SET TASK: Copy out every entry below with "Outline list:" changed to "Outlines:" and nothing else altered. Leave the pictures out of your copy.

MATERIAL SHOWN:
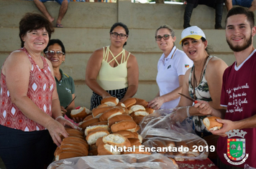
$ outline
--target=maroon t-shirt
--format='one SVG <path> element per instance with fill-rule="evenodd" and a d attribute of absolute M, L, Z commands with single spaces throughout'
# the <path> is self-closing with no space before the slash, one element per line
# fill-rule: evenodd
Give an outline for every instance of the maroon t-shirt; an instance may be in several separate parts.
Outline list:
<path fill-rule="evenodd" d="M 227 120 L 238 121 L 256 115 L 255 51 L 239 67 L 234 63 L 224 73 L 221 105 L 227 107 Z M 244 137 L 219 137 L 217 153 L 225 164 L 240 168 L 248 164 L 256 168 L 256 128 L 242 130 L 247 132 Z"/>

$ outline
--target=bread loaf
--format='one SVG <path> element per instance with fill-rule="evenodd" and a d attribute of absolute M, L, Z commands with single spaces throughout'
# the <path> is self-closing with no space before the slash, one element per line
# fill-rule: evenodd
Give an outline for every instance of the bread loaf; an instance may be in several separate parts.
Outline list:
<path fill-rule="evenodd" d="M 115 106 L 119 103 L 119 100 L 114 97 L 108 96 L 101 100 L 101 104 L 106 104 L 109 106 Z"/>
<path fill-rule="evenodd" d="M 209 116 L 203 120 L 203 122 L 209 131 L 218 130 L 222 127 L 223 124 L 217 122 L 216 120 L 216 119 L 221 118 L 215 116 Z"/>

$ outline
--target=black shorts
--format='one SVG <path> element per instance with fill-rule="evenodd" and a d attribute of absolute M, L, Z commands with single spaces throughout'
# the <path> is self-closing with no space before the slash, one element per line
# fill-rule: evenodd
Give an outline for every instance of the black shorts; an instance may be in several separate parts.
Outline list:
<path fill-rule="evenodd" d="M 111 96 L 116 97 L 119 100 L 124 98 L 125 93 L 127 91 L 127 88 L 119 89 L 119 90 L 106 90 L 108 93 L 109 93 Z M 102 100 L 102 97 L 99 95 L 97 93 L 93 92 L 93 95 L 91 97 L 91 110 L 96 107 L 99 105 L 101 105 L 101 101 Z"/>

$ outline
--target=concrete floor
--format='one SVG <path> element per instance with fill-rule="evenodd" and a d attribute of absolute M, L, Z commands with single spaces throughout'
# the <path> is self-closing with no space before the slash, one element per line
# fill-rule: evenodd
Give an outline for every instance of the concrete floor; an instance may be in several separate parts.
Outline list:
<path fill-rule="evenodd" d="M 6 169 L 4 162 L 0 157 L 0 169 Z"/>

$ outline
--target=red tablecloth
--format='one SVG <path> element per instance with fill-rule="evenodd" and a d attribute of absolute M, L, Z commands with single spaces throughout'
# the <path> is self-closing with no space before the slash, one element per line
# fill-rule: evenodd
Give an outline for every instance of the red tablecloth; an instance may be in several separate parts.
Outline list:
<path fill-rule="evenodd" d="M 209 158 L 204 160 L 176 162 L 180 169 L 219 169 Z"/>

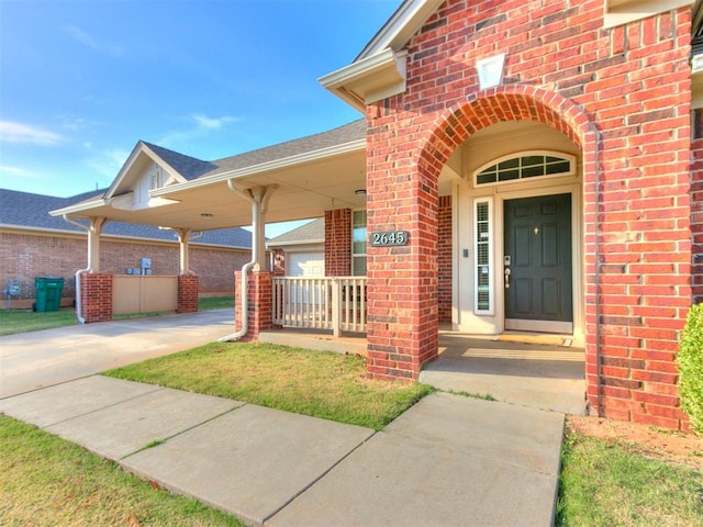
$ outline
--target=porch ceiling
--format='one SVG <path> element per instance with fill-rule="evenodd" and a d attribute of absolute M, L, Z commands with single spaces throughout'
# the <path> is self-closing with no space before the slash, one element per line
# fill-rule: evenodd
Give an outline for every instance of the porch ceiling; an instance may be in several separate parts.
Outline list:
<path fill-rule="evenodd" d="M 149 206 L 145 209 L 119 209 L 115 199 L 82 203 L 54 213 L 197 231 L 250 225 L 250 203 L 231 191 L 227 180 L 234 181 L 238 189 L 278 186 L 269 201 L 267 223 L 324 216 L 324 211 L 331 209 L 366 206 L 366 195 L 355 193 L 366 187 L 366 149 L 169 186 L 153 191 Z"/>

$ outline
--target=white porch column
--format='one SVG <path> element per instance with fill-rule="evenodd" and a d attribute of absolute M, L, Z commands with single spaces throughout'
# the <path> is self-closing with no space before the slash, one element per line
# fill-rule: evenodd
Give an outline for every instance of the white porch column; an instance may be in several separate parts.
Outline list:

RESPONSE TO THE EXERCISE:
$ outline
--target=maroon t-shirt
--format='one SVG <path> element per instance with fill-rule="evenodd" and a d attribute of absolute M, L, Z commands with single spaces throughout'
# the <path> is self-closing with no space before the slash, one element per line
# fill-rule: evenodd
Give an outline for every instance of the maroon t-shirt; an instance may be in several separate parts.
Outlines:
<path fill-rule="evenodd" d="M 227 120 L 238 121 L 256 115 L 255 51 L 239 67 L 234 63 L 224 73 L 221 105 L 227 107 Z M 244 137 L 219 137 L 217 153 L 225 164 L 240 168 L 248 164 L 256 168 L 256 128 L 242 130 L 247 132 Z"/>

$ outline
--target=bread loaf
--format='one SVG <path> element per instance with fill-rule="evenodd" and a d attribute of absolute M, L, Z commands with single spaces throughout'
# the <path> is self-closing with no space before the slash, one element per line
# fill-rule: evenodd
Give an outline for every instance of the bread loaf; an instance may be in several separate parts.
Outlines:
<path fill-rule="evenodd" d="M 115 106 L 119 103 L 119 100 L 114 97 L 108 96 L 101 100 L 101 104 L 106 104 L 109 106 Z"/>
<path fill-rule="evenodd" d="M 209 116 L 203 120 L 203 122 L 209 131 L 218 130 L 222 127 L 223 124 L 217 122 L 216 120 L 216 119 L 221 118 L 215 116 Z"/>

$ outline
--target=black shorts
--format='one SVG <path> element per instance with fill-rule="evenodd" and a d attribute of absolute M, L, Z commands with single spaces throughout'
# the <path> is self-closing with no space before the slash, one element per line
# fill-rule: evenodd
Give an outline for every instance of the black shorts; an instance may be in several separate parts.
Outlines:
<path fill-rule="evenodd" d="M 111 96 L 116 97 L 119 100 L 124 98 L 125 93 L 127 91 L 127 88 L 119 89 L 119 90 L 106 90 L 108 93 L 109 93 Z M 102 100 L 102 97 L 99 95 L 97 93 L 93 92 L 93 95 L 91 97 L 91 110 L 96 107 L 99 105 L 101 105 L 101 101 Z"/>

$ outline
--target=concrete floor
--format='one SVG <path> element per instance with fill-rule="evenodd" and a d attribute of absolute M, L, Z commands with single spaces throughout'
# the <path> is self-closing with no space before the slash, one element per line
# fill-rule: evenodd
Give an outline for every instance of the concrete floor; an instance may be in several separate parts.
Outlines:
<path fill-rule="evenodd" d="M 6 169 L 4 162 L 0 157 L 0 169 Z"/>

$ outline
--target=red tablecloth
--format='one SVG <path> element per instance with fill-rule="evenodd" and a d attribute of absolute M, L, Z commands with single spaces throughout'
# the <path> is self-closing with no space before the slash, one element per line
# fill-rule: evenodd
Give an outline for every instance of the red tablecloth; an instance may be in several separate parts.
Outlines:
<path fill-rule="evenodd" d="M 209 158 L 204 160 L 176 162 L 180 169 L 219 169 Z"/>

$ outline
--target=porch ceiling
--format='one SVG <path> element per instance with fill-rule="evenodd" and a d attribute of absolute M, L, Z commands with single spaces throughout'
# the <path> is self-closing with no space before the slash, one element per line
# fill-rule: evenodd
Give an outline for every instance of the porch ceiling; an instance may be in several separate parts.
Outlines:
<path fill-rule="evenodd" d="M 149 206 L 145 209 L 119 209 L 115 199 L 82 203 L 54 213 L 197 231 L 250 225 L 250 203 L 231 191 L 227 180 L 234 181 L 238 189 L 278 186 L 269 201 L 267 223 L 324 216 L 324 211 L 331 209 L 366 206 L 366 195 L 355 193 L 366 187 L 366 149 L 169 186 L 153 191 Z"/>

$ outline
--target=white porch column
--format='one SVG <path> element per instance with fill-rule="evenodd" and a d attribute of absolute M, L, Z commands with single spaces throughout'
# the <path> is self-closing with no space before the slash, one element per line
# fill-rule: evenodd
Give an outline for every instance of the white porch column; an instance may be in several separate parts.
Outlines:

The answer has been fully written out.